• [What the task asks]: Everything in the entries except the pictures must be repeated exactly.

• [Given data]:
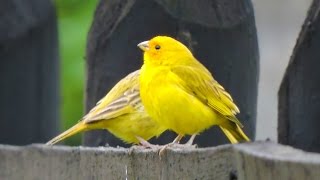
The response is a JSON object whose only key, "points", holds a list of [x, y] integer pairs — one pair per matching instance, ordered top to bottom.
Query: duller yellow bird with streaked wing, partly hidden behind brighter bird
{"points": [[121, 113]]}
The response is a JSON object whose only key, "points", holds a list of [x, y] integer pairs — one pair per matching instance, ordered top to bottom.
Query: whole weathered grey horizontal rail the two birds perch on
{"points": [[244, 161]]}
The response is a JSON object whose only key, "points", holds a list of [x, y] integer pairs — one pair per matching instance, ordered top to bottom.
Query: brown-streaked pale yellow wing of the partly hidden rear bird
{"points": [[122, 99]]}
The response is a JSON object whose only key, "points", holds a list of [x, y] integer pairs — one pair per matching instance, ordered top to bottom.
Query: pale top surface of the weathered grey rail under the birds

• [Finished task]:
The response is a JSON object whose only key, "points", holds a list of [x, y] integer pairs — one pair per matching instance, ordered top to bottom.
Query: duller yellow bird with streaked wing, partly hidden behind brighter bird
{"points": [[121, 113]]}
The response is a JSON object whose only key, "points", holds a list of [x, y] integer pairs — one pair per matching instance, ordered top to bottom.
Query: whole weathered grey horizontal rail the two birds perch on
{"points": [[244, 161]]}
The response is a JSON object whose only key, "points", holds a list of [x, y] integer pairs — one pair per matching instance, ordered top to bottom.
Query: brown-streaked pale yellow wing of the partly hidden rear bird
{"points": [[122, 99]]}
The response is a JSON object whose only key, "points", holds a list of [x, y] integer pairs — one pair per matching instance, ordered top to bottom.
Query: pale top surface of the weathered grey rail under the birds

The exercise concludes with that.